## BEGIN Data excerpts
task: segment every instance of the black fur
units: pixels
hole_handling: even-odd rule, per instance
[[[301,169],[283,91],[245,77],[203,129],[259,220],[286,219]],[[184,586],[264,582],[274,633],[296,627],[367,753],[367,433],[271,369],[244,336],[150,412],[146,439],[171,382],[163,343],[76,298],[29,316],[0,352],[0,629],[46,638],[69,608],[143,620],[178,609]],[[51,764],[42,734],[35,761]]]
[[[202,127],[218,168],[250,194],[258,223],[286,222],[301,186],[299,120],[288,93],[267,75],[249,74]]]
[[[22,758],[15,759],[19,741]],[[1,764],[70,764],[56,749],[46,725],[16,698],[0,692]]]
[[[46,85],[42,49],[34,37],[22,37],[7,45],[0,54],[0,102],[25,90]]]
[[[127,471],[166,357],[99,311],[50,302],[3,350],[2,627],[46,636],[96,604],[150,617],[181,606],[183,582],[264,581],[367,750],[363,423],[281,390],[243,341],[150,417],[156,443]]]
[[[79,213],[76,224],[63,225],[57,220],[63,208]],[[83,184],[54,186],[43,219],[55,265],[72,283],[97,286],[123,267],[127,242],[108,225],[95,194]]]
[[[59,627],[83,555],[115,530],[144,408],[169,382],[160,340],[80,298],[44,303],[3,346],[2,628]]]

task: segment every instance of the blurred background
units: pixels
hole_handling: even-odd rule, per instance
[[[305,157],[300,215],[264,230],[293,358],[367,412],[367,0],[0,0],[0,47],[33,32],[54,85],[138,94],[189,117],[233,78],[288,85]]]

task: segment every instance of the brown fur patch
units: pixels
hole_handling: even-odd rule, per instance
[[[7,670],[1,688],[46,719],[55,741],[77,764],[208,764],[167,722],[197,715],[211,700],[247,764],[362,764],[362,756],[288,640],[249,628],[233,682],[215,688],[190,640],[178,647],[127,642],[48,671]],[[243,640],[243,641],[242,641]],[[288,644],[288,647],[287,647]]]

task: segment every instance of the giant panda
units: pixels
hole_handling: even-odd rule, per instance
## END Data excerpts
Copy every row above word for word, keeping the lines in their original order.

→ Task result
task: segment every instance of the black fur
units: pixels
hole_handling: even-odd rule, per instance
[[[301,169],[283,91],[245,77],[203,129],[259,220],[286,219]],[[184,586],[264,582],[274,633],[296,627],[367,753],[367,433],[271,369],[244,336],[150,412],[146,439],[171,382],[163,343],[76,298],[29,316],[0,352],[0,629],[46,638],[69,608],[143,620],[178,609]],[[51,764],[42,734],[35,761]]]
[[[202,127],[218,168],[250,194],[258,223],[286,222],[301,186],[299,120],[288,93],[267,75],[249,74]]]
[[[22,758],[15,759],[19,741]],[[1,764],[70,764],[56,749],[46,725],[16,698],[0,692]]]
[[[46,85],[42,49],[34,37],[22,37],[7,45],[0,54],[0,102],[25,90]]]
[[[127,471],[166,357],[99,311],[50,302],[3,350],[2,627],[46,636],[96,604],[150,617],[181,606],[183,582],[264,581],[367,750],[363,423],[281,390],[243,341],[150,417],[156,443]]]
[[[79,213],[76,224],[63,225],[57,220],[63,208]],[[83,184],[54,186],[43,219],[55,265],[72,283],[97,286],[123,267],[127,242],[108,225],[95,194]]]
[[[59,627],[83,555],[115,530],[144,408],[169,382],[160,340],[80,298],[44,303],[3,346],[2,628]]]

task: segment every instance of the blurred background
units: pixels
hole_handling: even-odd rule, per instance
[[[305,157],[300,215],[264,230],[293,358],[367,412],[367,0],[0,0],[0,47],[33,32],[54,85],[138,94],[189,117],[233,78],[288,85]]]

task: segment every instance of the brown fur patch
units: pixels
hole_handling: even-odd rule, per instance
[[[7,670],[1,688],[46,719],[55,741],[77,764],[208,764],[167,722],[197,715],[211,700],[247,764],[362,764],[362,756],[288,640],[249,628],[233,682],[215,688],[190,640],[178,647],[127,642],[48,671]],[[243,640],[243,641],[242,641]],[[288,644],[288,647],[287,647]]]

task: segment every instance of the giant panda
units: pixels
hole_handling: even-odd rule, per instance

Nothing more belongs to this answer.